*** Exercise material Section Begins ***

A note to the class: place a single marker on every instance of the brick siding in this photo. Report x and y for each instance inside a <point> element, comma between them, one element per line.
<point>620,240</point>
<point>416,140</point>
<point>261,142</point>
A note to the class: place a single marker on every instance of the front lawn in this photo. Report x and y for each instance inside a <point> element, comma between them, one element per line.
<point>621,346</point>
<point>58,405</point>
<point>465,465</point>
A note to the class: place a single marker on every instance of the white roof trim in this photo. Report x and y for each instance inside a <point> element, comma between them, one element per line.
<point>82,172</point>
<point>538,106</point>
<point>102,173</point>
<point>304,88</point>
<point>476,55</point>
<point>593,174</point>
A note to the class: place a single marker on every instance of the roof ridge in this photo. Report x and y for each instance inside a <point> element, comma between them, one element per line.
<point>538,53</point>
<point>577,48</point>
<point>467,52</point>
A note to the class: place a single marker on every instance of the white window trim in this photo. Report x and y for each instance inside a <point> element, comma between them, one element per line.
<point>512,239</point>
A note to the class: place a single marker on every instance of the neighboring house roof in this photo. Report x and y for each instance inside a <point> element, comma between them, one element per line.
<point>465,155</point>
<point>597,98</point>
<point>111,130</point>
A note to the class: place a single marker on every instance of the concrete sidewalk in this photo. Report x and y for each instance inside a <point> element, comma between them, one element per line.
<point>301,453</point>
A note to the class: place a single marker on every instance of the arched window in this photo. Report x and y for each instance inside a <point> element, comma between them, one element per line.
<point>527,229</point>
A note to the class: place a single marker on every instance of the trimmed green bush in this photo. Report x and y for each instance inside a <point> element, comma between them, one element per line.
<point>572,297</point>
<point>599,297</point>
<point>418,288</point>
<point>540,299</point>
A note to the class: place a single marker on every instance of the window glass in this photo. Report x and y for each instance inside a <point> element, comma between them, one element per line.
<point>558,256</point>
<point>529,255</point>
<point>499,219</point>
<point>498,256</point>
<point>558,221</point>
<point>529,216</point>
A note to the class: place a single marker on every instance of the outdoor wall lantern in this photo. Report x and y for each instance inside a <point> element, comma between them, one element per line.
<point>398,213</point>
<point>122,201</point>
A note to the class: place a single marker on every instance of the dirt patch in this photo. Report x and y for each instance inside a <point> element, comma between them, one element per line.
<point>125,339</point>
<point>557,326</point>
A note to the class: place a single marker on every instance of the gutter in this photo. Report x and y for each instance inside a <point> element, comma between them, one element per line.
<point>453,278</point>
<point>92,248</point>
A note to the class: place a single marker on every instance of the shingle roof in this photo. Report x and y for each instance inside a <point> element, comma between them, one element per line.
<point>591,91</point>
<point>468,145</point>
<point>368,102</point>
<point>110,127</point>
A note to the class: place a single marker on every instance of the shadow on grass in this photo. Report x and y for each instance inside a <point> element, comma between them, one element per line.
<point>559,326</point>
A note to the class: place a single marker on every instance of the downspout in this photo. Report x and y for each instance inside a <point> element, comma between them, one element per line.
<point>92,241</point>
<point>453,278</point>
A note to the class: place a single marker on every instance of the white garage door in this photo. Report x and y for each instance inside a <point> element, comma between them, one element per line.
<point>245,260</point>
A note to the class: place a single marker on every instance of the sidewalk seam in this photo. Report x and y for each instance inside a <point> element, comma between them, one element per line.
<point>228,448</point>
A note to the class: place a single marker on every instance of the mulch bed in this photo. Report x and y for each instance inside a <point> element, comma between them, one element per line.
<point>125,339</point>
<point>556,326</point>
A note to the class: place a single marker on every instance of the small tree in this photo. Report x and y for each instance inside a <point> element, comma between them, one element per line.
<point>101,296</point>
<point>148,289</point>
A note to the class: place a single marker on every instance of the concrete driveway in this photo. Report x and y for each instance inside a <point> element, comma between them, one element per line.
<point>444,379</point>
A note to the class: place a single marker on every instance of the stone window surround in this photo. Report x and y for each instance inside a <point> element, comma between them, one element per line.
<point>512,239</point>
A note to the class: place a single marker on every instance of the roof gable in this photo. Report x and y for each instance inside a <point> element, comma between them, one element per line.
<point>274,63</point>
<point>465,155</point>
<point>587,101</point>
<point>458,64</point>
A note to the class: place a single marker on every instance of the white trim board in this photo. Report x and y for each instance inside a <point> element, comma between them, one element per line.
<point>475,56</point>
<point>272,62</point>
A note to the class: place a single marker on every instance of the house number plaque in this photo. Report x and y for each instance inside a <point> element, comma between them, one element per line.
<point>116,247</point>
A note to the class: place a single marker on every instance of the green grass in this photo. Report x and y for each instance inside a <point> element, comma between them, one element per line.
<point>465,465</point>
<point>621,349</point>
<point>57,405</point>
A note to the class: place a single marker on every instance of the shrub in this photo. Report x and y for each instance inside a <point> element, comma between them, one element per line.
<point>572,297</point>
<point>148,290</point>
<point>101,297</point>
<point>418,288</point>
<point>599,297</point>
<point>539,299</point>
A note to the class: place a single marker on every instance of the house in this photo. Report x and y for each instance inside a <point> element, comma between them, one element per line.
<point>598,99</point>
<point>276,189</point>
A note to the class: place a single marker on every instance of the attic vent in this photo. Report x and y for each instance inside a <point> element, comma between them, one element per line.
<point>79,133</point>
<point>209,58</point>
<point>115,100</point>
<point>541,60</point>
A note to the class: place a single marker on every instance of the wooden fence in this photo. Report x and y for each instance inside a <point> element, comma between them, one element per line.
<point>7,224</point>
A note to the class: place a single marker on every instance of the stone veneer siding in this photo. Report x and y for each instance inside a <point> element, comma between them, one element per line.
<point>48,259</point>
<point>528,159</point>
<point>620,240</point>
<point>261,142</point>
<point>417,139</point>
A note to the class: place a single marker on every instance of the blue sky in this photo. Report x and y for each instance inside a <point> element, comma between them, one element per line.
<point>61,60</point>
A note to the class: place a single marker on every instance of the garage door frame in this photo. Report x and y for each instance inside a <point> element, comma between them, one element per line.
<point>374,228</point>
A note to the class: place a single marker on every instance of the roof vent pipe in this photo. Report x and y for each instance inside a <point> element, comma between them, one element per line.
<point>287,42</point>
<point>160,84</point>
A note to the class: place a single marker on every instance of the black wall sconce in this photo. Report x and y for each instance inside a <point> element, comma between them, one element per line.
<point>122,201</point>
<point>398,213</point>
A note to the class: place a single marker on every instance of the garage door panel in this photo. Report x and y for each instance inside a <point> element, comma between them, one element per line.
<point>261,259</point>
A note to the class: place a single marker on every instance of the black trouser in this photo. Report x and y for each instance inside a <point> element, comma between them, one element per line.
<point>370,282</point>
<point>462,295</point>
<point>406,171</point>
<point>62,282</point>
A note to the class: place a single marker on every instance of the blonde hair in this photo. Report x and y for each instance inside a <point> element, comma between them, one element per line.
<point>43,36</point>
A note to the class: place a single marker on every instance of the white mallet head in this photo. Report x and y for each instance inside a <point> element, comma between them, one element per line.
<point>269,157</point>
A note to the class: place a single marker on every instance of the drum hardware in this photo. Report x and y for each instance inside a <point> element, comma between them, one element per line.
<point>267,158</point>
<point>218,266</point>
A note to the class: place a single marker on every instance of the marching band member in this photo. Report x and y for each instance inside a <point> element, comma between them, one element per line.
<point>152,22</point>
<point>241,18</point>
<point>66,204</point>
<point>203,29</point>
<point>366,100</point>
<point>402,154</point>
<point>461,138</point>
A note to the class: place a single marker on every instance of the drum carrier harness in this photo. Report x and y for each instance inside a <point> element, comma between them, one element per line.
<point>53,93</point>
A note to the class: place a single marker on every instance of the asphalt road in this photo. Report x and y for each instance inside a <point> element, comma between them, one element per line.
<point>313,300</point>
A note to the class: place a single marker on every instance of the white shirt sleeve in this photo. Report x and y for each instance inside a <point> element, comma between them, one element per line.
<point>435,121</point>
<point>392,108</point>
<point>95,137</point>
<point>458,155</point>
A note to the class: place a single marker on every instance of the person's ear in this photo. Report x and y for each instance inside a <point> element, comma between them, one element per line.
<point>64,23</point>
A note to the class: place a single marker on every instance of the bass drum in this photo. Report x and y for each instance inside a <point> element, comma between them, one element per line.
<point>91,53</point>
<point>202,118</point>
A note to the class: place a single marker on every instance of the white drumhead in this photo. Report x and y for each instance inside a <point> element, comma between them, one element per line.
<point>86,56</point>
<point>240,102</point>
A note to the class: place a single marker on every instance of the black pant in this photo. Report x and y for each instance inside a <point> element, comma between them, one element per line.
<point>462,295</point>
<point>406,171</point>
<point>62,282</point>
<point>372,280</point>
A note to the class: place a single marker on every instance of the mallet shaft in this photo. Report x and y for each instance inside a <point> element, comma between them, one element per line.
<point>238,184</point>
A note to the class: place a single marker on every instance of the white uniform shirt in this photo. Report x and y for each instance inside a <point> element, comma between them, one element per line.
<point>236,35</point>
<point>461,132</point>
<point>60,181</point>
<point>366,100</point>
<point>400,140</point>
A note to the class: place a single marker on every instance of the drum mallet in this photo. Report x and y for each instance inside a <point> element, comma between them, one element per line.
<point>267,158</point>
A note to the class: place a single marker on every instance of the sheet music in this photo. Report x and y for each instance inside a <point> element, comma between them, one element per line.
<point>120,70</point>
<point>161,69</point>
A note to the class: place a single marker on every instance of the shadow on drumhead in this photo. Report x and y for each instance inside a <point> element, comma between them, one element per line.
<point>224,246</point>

*** Exercise material Section Ends ***

■ **Your goal**
Could you write out only the lines of the listing above from the one that contains "of the sheet" through its final line, exactly and inclusive?

■ **Task result**
A note to the class: place a single marker on every instance of the sheet music in this photo. Report x and y for each instance inside a <point> element, comma between them, one element per line.
<point>120,70</point>
<point>161,69</point>
A note to the class: place a single marker on every instance of the shadow on drumhead in this photo. Report x and y for each instance inside a <point> element, comma between them, one element per line.
<point>224,246</point>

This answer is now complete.